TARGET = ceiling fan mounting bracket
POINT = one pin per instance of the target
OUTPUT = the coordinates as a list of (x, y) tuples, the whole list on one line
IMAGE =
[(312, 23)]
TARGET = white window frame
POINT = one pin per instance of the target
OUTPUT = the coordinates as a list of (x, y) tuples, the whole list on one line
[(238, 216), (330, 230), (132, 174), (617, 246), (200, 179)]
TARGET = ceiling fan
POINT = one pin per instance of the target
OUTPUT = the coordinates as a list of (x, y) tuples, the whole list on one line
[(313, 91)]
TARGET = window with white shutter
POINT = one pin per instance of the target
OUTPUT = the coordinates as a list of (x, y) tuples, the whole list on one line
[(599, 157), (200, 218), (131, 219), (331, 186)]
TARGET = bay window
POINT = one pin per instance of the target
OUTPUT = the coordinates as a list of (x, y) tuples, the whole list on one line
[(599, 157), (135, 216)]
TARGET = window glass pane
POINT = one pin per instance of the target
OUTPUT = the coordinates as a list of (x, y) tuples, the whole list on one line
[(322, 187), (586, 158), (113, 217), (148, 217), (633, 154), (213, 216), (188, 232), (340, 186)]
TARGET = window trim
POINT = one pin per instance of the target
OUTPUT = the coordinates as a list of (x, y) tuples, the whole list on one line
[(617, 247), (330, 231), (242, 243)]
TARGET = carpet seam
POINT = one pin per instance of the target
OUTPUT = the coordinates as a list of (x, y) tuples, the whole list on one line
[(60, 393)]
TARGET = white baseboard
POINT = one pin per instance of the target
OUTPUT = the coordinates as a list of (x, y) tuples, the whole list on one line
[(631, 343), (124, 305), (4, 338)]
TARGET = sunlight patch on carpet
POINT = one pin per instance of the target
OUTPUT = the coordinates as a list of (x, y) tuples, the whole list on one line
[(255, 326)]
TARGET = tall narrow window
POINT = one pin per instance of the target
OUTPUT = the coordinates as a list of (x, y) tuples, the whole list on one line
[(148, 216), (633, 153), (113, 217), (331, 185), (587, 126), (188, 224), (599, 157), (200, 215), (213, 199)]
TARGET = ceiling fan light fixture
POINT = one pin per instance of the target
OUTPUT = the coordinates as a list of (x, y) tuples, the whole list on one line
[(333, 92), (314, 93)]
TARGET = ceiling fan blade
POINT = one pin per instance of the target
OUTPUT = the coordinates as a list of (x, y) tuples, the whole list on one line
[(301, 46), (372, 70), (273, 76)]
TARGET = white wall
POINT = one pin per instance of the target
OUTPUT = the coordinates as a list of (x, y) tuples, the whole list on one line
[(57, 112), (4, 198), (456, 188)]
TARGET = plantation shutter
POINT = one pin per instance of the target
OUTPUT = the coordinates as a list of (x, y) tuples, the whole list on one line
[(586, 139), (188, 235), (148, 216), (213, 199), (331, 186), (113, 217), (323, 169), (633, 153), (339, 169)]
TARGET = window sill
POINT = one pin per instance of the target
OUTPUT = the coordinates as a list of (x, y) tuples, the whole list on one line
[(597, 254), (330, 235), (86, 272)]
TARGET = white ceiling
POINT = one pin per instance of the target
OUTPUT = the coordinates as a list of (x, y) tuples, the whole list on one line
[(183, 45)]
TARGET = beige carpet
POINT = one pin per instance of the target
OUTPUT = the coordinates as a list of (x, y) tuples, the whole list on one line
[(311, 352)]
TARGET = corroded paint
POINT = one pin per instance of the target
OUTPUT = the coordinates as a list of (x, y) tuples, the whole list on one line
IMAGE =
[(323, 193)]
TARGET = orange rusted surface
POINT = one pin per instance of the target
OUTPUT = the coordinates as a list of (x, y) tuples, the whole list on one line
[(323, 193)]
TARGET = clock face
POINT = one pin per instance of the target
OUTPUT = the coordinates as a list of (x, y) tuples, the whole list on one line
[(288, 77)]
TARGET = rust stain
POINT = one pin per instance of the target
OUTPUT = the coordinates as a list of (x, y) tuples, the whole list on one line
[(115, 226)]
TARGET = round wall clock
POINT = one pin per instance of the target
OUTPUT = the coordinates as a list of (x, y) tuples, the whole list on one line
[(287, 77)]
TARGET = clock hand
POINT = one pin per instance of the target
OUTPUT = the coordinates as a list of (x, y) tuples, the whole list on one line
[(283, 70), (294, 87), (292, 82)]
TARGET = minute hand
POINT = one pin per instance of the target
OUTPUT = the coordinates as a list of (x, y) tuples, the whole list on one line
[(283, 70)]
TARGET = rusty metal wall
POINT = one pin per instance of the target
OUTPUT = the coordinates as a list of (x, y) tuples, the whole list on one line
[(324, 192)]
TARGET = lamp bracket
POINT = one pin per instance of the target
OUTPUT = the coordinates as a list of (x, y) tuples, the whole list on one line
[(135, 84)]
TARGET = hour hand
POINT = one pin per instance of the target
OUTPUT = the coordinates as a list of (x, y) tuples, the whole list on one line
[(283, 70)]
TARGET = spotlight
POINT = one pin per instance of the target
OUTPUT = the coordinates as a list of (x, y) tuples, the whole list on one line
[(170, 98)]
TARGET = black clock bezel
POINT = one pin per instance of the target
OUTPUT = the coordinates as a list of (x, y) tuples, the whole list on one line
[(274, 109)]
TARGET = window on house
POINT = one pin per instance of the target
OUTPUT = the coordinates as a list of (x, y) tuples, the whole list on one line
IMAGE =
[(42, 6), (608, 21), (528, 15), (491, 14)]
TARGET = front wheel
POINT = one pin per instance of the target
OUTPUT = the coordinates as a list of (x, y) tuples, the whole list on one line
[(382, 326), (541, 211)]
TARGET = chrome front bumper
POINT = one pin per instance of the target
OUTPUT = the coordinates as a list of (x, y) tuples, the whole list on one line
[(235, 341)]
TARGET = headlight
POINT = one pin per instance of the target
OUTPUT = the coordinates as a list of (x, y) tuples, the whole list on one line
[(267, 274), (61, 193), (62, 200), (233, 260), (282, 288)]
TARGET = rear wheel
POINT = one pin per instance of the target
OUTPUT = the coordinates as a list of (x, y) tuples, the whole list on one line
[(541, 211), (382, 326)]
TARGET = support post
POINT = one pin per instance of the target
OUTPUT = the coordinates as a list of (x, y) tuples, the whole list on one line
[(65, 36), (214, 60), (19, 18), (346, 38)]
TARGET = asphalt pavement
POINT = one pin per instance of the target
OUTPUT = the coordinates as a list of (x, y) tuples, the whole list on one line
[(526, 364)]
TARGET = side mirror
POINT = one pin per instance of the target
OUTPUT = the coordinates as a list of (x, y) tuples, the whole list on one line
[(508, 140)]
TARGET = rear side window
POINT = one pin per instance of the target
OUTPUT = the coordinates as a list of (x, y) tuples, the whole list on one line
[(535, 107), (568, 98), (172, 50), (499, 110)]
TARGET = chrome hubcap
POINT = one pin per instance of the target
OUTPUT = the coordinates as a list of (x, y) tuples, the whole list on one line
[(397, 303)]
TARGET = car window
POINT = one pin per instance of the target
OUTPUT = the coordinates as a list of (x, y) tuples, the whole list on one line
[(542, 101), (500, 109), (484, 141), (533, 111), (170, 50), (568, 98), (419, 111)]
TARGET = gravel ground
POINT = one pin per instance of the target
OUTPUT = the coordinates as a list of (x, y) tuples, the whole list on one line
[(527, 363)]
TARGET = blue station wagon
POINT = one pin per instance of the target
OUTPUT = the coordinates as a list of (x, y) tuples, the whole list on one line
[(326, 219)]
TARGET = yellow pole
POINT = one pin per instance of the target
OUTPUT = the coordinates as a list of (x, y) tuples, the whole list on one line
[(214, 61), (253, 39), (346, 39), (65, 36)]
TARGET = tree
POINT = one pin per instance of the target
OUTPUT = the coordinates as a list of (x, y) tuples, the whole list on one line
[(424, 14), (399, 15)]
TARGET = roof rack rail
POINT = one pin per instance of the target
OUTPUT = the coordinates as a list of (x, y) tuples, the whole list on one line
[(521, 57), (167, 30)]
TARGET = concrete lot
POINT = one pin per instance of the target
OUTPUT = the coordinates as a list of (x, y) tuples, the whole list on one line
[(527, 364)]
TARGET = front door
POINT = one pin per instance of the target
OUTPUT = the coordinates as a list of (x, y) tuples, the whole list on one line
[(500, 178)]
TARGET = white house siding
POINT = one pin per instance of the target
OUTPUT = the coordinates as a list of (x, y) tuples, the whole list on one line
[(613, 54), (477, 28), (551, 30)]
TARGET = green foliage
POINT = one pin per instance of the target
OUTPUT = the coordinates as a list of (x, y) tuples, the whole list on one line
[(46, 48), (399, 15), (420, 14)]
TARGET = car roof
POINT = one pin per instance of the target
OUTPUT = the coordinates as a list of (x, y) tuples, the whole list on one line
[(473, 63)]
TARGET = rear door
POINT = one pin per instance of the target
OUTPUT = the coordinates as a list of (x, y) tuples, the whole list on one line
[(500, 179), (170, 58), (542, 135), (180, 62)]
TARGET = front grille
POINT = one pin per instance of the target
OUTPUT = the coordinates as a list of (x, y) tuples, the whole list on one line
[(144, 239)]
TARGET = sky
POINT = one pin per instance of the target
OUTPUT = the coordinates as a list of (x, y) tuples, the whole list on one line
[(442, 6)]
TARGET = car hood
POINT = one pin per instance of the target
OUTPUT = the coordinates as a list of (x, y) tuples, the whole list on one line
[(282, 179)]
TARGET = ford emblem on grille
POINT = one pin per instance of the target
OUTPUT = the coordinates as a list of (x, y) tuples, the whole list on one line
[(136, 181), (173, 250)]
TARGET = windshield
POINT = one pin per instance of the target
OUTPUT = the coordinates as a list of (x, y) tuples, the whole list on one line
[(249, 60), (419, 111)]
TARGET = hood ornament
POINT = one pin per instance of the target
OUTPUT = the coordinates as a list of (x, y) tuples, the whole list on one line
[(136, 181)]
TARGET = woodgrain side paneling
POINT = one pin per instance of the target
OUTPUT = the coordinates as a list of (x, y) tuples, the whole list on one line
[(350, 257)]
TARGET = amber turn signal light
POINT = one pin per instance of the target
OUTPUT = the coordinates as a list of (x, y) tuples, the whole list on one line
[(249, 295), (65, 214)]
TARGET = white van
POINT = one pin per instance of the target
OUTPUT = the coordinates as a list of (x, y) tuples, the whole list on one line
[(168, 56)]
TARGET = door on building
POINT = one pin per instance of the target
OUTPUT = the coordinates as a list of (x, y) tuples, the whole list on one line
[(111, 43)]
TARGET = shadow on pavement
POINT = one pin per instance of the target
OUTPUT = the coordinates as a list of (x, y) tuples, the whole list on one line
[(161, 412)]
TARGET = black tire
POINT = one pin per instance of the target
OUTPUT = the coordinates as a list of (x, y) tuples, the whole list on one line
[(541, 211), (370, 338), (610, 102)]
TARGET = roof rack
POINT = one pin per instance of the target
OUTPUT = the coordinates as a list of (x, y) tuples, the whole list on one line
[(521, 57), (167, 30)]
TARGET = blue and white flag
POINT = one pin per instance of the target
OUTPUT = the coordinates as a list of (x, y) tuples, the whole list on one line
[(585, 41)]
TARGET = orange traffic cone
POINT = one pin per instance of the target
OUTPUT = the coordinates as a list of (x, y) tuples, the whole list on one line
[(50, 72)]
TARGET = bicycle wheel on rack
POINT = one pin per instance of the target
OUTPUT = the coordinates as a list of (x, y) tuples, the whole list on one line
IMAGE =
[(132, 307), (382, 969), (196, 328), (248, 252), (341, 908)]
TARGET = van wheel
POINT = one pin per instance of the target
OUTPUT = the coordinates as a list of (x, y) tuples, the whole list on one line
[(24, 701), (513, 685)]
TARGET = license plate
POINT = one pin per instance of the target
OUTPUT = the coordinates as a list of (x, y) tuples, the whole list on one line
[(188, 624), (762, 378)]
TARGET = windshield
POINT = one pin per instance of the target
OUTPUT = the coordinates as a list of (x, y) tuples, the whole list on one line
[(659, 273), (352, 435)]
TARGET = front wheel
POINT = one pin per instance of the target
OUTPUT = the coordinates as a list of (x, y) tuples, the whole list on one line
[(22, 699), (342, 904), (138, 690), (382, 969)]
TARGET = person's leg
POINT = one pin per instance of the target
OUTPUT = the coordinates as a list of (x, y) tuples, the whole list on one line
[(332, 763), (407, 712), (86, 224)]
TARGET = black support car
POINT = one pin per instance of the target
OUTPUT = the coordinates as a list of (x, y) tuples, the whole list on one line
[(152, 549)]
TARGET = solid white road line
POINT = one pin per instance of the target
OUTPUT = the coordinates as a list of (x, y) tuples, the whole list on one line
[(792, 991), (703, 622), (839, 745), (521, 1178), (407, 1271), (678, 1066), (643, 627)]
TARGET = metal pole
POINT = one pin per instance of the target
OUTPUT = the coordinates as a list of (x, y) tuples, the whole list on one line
---
PROBLEM TO WORK ON: Starting at the line above that contains "TARGET = white baseboard", repeat each line exactly up to and including the line that contains "TARGET = tall narrow window", and stop there.

COMPLETED EXERCISE:
TARGET = white baseboard
POINT = one pin per instance of the target
OUTPUT = the coordinates as a list of (x, y) tuples, the whole list on one line
[(631, 343), (124, 305), (4, 338)]
TARGET = sunlight patch on carpet
POINT = one pin per instance of the target
OUTPUT = the coordinates as a list of (x, y) tuples, the whole list on one line
[(255, 326)]
TARGET = tall narrow window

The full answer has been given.